Task description:
Rewrite the entries below as a numbered list with no blank lines, and leave the pictures out of your answer.

Task data:

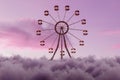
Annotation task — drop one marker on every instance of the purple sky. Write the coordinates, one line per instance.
(17, 26)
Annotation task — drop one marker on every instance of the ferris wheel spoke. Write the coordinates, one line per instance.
(66, 46)
(58, 15)
(52, 18)
(64, 15)
(47, 29)
(52, 45)
(56, 48)
(76, 29)
(74, 23)
(73, 36)
(69, 41)
(70, 18)
(48, 22)
(48, 36)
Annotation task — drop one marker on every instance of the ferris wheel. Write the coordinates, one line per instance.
(61, 28)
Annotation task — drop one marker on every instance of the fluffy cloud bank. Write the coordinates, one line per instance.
(18, 68)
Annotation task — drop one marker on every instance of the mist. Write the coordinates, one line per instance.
(89, 68)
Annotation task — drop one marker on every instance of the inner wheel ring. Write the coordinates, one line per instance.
(61, 27)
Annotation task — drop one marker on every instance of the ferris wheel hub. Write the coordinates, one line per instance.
(61, 27)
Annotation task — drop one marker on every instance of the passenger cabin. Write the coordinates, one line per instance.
(56, 7)
(50, 50)
(46, 13)
(40, 22)
(73, 50)
(81, 43)
(85, 32)
(42, 43)
(83, 21)
(67, 8)
(38, 32)
(77, 13)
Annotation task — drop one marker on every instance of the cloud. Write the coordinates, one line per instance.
(18, 68)
(21, 33)
(117, 46)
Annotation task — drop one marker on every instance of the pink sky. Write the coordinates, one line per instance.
(18, 24)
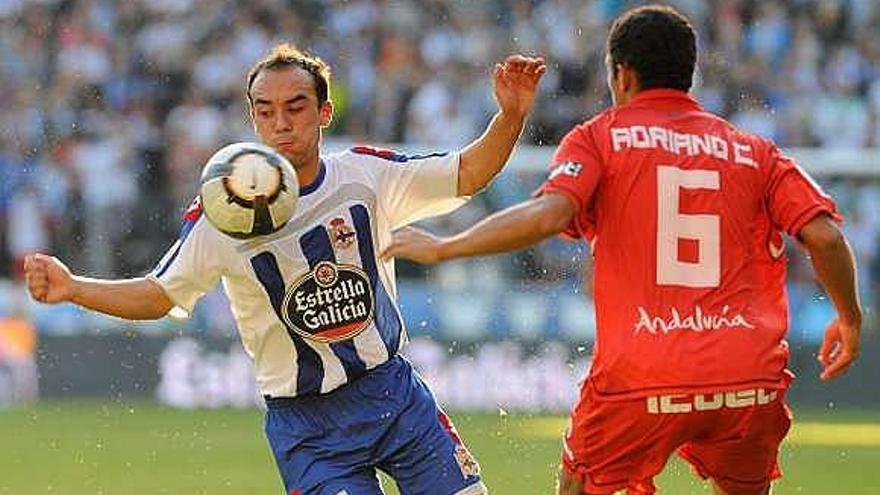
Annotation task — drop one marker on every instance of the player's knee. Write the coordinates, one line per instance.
(476, 489)
(568, 485)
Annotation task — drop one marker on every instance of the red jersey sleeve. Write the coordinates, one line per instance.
(793, 198)
(575, 170)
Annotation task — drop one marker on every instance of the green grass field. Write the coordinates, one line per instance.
(91, 448)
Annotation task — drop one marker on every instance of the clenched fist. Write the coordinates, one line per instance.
(48, 279)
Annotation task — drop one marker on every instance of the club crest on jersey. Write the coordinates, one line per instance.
(343, 235)
(571, 169)
(330, 304)
(466, 462)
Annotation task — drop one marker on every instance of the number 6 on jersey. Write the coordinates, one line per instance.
(673, 225)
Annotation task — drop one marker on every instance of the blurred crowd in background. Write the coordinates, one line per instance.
(111, 108)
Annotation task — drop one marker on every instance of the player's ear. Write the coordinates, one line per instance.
(628, 79)
(326, 112)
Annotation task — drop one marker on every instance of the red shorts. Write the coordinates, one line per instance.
(732, 438)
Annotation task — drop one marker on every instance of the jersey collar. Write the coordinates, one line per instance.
(315, 184)
(664, 95)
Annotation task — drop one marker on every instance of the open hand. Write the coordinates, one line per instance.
(839, 349)
(48, 279)
(516, 82)
(415, 245)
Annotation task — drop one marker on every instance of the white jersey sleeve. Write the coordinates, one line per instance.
(193, 265)
(413, 187)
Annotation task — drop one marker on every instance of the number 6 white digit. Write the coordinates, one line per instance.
(673, 225)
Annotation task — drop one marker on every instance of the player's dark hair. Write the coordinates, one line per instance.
(659, 43)
(286, 55)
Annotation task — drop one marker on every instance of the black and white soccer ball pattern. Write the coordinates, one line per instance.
(248, 190)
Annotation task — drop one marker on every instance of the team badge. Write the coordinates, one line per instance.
(330, 304)
(466, 462)
(343, 235)
(571, 169)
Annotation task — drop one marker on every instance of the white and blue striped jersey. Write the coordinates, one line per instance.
(314, 304)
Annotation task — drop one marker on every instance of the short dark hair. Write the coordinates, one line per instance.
(286, 55)
(659, 43)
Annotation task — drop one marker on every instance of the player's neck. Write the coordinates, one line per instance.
(309, 171)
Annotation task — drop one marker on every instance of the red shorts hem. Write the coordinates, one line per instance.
(592, 488)
(727, 483)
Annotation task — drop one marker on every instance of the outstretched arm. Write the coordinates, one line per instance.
(50, 281)
(515, 228)
(834, 263)
(515, 83)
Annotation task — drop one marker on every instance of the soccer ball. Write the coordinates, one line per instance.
(248, 190)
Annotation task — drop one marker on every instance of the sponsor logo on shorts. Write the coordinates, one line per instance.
(466, 462)
(331, 303)
(685, 403)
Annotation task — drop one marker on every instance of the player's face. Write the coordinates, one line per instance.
(286, 114)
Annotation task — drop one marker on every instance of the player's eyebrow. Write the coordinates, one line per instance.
(290, 101)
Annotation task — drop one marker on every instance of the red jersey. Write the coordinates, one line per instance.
(685, 214)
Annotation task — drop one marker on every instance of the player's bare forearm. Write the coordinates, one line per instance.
(131, 299)
(483, 159)
(834, 263)
(515, 83)
(514, 228)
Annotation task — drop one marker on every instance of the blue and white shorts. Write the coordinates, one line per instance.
(333, 444)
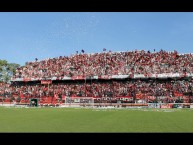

Reply:
1. Annotation task — drop one marker on every instance of the purple sky. Write the coordinates, one line per instance.
2. (17, 26)
3. Annotation task — drop one marker on every instance of the ferris wheel spoke. Write the coordinates, one line per instance.
4. (66, 46)
5. (58, 15)
6. (52, 18)
7. (64, 15)
8. (47, 29)
9. (52, 45)
10. (56, 48)
11. (76, 29)
12. (74, 23)
13. (73, 36)
14. (69, 41)
15. (70, 18)
16. (48, 22)
17. (48, 36)
18. Annotation task — drop one marker on every instance of the ferris wheel. Write the coordinates, one line per instance.
19. (61, 28)
20. Annotation task — drop one marker on every instance of the fluffy cloud bank. Write the coordinates, one line per instance.
21. (18, 68)
22. Annotation task — drop one marker on every instance of the mist. Write the coordinates, one line per instance.
23. (89, 68)
24. Annotation task — drop one marker on every instance of the inner wheel ring. Write the coordinates, one line per instance.
25. (61, 27)
26. Annotation task — drop one marker on every instance of the ferris wheel hub. Write the coordinates, one line per instance.
27. (61, 27)
28. Annotation task — drop one marker on every instance of the passenger cabin. Write the coordinates, one line per instance.
29. (56, 7)
30. (50, 50)
31. (46, 13)
32. (40, 22)
33. (73, 50)
34. (81, 43)
35. (85, 32)
36. (42, 43)
37. (83, 21)
38. (67, 8)
39. (38, 32)
40. (77, 13)
41. Annotation task — drop one marker on every instance of the cloud. Write the coordinates, one line per instance.
42. (18, 68)
43. (21, 33)
44. (117, 46)
45. Annotation task — drop one marker on every instance of the pink sky. Write the coordinates, one line per instance.
46. (18, 24)
47. Annotation task — drop one marker on every instance of the player's knee. Write the coordinates, one line per instance.
48. (476, 489)
49. (568, 485)
50. Annotation task — drop one marker on every instance of the red jersey sleeve. Write the coordinates, one line per instance.
51. (793, 198)
52. (575, 170)
53. Annotation task — drop one marker on every instance of the green grass field. Write the coordinates, one line per instance.
54. (91, 448)
55. Annotation task — drop one marker on every instance of the clenched fist. Write the coordinates, one line per instance.
56. (48, 279)
57. Annotation task — drop one marker on every instance of the club crest on jersey. Write the coordinates, one line per instance.
58. (343, 235)
59. (571, 169)
60. (330, 304)
61. (466, 462)
62. Annotation task — drop one marker on every instance of the number 6 on jersey. Write the coordinates, one line per instance.
63. (673, 225)
64. Annotation task — drop one marker on every instance of the blurred crowd in background. Write the coordinates, one line per instance.
65. (111, 108)
66. Annotation task — drop one marker on every instance of the player's ear. Write the coordinates, one line per instance.
67. (628, 79)
68. (326, 112)
69. Annotation task — drop one marker on every instance of the red shorts. Write the coordinates, one line per instance.
70. (732, 438)
71. Annotation task — drop one marker on every instance of the jersey collar. Write the coordinates, one line per instance.
72. (315, 184)
73. (664, 95)
74. Annotation task — drop one marker on every instance of the open hand. Write the coordinates, one line per instance.
75. (839, 349)
76. (48, 279)
77. (516, 82)
78. (415, 245)
79. Annotation task — drop one marker on every instance of the white jersey sleeve. Write the coordinates, one line per instance.
80. (193, 265)
81. (413, 187)
82. Annotation task — drop one marker on every instance of the number 6 white digit. Write the coordinates, one line per instance.
83. (673, 225)
84. Annotation task — drop one marker on every instance of the player's dark hair. Write the coordinates, one line per instance.
85. (659, 43)
86. (286, 55)
87. Annotation task — drop one marker on every instance of the black and white soccer ball pattern. Write the coordinates, one line per instance.
88. (248, 190)
89. Annotation task — drop one marker on every instance of the team badge. Write the coordinates, one line per instance.
90. (330, 304)
91. (466, 462)
92. (343, 235)
93. (571, 169)
94. Annotation task — drop one marker on every instance of the white and blue striped jersey. Write the coordinates, one line per instance.
95. (314, 304)
96. Annotation task — drop one marker on every instance of the short dark hair. Write the coordinates, one line per instance.
97. (286, 55)
98. (659, 43)
99. Annotation task — drop one marker on every instance of the player's neck. Write the coordinates, one line per instance.
100. (309, 171)
101. Annotation task — drop one marker on every instance of the red shorts hem. Write the coordinates, one line per instance.
102. (592, 488)
103. (727, 483)
104. Annotation task — drop one marker on every instance of the outstretched arm. Write the coordinates, one line per instance.
105. (50, 281)
106. (515, 228)
107. (834, 263)
108. (515, 83)
109. Annotation task — drop one marker on every instance of the soccer ball. Write the coordinates, one line per instance.
110. (248, 190)
111. Annotation task — drop one marker on every instance of the sponsor logo on shorts. Write the coordinates, one line per instance.
112. (466, 462)
113. (331, 303)
114. (685, 403)
115. Annotation task — drop one marker on every instance of the player's face. Write the coordinates, one line per instance.
116. (286, 114)
117. Annotation task — drop one marker on every instance of the player's eyebrow. Write the coordinates, one line per instance.
118. (290, 101)
119. Annotation task — drop one marker on every instance of the red jersey. Write the coordinates, one line per instance.
120. (685, 214)
121. Annotation task — drop one marker on every instance of the player's bare forearm. Write the coordinates, one line per instance.
122. (131, 299)
123. (483, 159)
124. (834, 263)
125. (515, 83)
126. (514, 228)
127. Annotation task — drop one marker on every instance of the blue and white shorts. Write the coordinates, one line per instance.
128. (333, 444)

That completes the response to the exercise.